Using the material below, print the line that contains "point(681, 599)", the line that contains "point(692, 9)", and every line in between, exactly and nothing else.

-.-.-

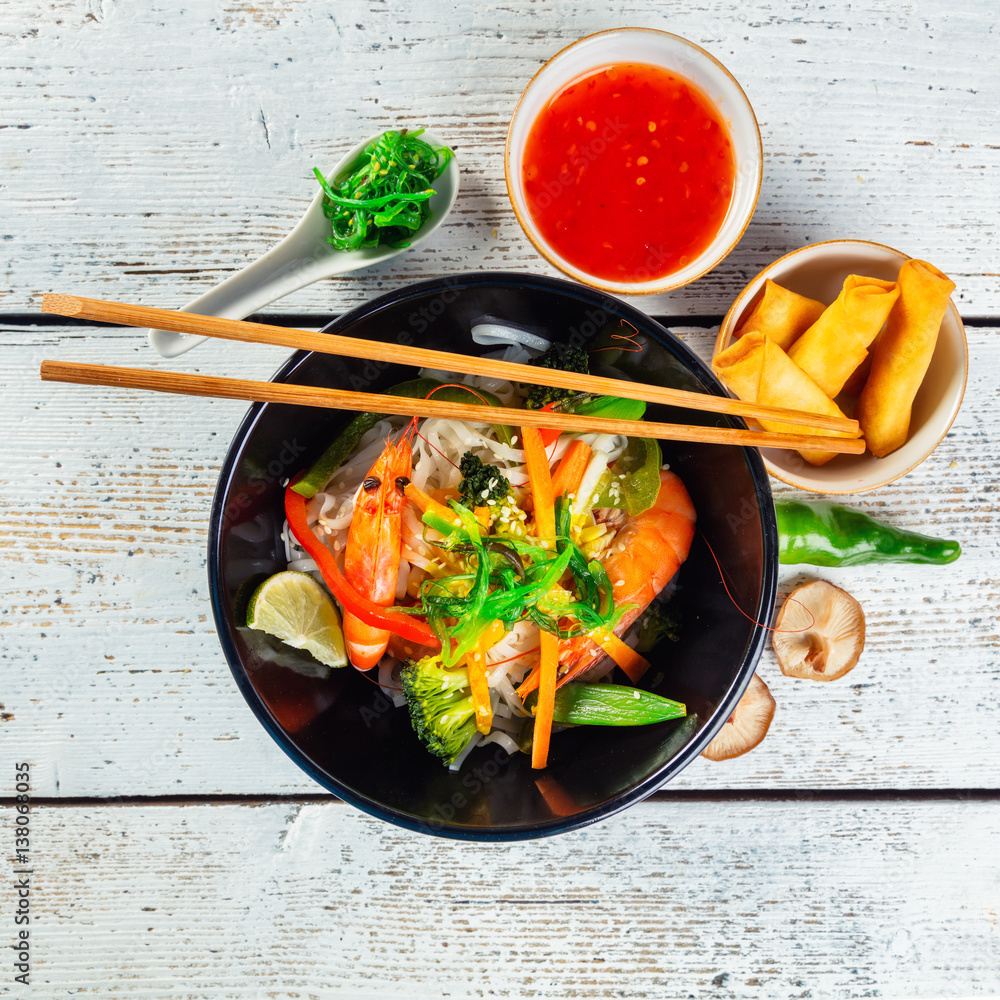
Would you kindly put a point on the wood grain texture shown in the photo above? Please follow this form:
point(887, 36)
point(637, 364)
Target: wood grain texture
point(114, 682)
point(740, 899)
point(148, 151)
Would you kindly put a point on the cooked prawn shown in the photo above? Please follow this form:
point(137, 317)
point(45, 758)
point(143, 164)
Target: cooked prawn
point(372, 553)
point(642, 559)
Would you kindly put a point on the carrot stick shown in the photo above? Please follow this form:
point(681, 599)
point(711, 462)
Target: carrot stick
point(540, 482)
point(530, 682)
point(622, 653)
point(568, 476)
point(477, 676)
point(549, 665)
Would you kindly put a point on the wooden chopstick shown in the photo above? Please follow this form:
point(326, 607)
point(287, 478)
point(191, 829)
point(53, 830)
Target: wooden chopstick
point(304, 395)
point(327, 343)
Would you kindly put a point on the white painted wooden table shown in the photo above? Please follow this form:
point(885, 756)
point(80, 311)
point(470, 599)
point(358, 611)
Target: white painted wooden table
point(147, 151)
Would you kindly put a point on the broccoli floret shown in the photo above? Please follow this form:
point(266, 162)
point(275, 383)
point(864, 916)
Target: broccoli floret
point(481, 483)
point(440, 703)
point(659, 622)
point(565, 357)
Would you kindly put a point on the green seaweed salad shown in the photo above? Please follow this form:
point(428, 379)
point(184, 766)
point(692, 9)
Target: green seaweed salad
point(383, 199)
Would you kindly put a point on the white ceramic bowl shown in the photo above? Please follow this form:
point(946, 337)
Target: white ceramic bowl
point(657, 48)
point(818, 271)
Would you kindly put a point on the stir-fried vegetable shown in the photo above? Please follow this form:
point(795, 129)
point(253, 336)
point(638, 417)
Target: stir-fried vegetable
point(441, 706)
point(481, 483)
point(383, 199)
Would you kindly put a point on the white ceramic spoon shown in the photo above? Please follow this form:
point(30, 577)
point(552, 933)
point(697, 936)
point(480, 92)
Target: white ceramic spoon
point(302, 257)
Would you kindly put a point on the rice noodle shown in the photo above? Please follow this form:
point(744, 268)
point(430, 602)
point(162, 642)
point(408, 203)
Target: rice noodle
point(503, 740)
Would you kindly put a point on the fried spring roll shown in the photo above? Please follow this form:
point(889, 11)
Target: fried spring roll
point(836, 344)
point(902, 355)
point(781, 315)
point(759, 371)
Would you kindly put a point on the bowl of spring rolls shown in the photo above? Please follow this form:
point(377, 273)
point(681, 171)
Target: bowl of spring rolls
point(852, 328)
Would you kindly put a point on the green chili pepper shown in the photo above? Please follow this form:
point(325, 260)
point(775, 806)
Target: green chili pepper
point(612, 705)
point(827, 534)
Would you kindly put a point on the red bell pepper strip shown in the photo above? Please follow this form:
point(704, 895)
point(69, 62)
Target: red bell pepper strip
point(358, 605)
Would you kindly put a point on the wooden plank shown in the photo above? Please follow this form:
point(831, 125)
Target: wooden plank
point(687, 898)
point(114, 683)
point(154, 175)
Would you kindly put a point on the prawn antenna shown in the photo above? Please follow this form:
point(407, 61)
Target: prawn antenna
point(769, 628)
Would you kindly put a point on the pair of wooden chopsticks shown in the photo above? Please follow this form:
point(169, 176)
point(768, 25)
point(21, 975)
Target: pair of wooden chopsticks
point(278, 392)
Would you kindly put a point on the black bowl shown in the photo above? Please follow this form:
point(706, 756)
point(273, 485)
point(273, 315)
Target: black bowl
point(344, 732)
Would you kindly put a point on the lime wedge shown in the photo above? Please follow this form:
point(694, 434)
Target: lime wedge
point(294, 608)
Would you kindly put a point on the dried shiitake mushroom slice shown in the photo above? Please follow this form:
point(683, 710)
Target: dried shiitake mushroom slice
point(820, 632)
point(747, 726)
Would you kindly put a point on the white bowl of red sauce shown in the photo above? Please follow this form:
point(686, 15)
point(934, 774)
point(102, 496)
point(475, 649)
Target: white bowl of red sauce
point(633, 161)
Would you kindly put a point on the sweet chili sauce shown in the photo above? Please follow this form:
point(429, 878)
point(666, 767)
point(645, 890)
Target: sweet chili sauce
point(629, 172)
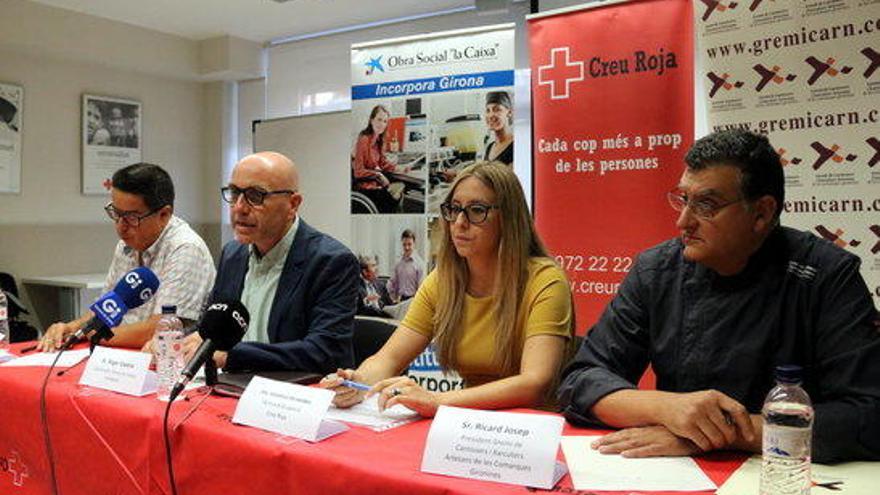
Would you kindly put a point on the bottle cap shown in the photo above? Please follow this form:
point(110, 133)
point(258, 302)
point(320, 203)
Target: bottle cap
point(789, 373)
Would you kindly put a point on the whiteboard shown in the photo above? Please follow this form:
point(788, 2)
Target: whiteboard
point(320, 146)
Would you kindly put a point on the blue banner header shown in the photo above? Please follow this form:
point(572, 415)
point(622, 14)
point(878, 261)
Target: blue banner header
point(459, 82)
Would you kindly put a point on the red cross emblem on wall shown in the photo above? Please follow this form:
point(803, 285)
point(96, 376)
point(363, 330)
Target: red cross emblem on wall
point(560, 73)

-.-.-

- [Answer]:
point(681, 599)
point(711, 462)
Target: carrot stick
point(540, 482)
point(530, 682)
point(622, 653)
point(568, 476)
point(477, 676)
point(549, 665)
Would you kindly put a point on the wooden chopstick shown in the photo above? Please follow this form:
point(326, 607)
point(287, 478)
point(191, 829)
point(53, 830)
Target: wooden chopstick
point(304, 395)
point(327, 343)
Would you kindly put a point on the white painted wooden table shown in the photo above? Please follow this form:
point(885, 756)
point(80, 311)
point(470, 599)
point(358, 611)
Target: white painted wooden table
point(147, 151)
Would you kindly put a point on the broccoli floret shown in the photo above? Please follow this form:
point(266, 162)
point(275, 383)
point(864, 916)
Target: broccoli floret
point(481, 483)
point(440, 703)
point(659, 622)
point(565, 357)
Would you kindly put a point on the green seaweed salad shown in the photo above? Please follow this form:
point(428, 379)
point(184, 766)
point(692, 9)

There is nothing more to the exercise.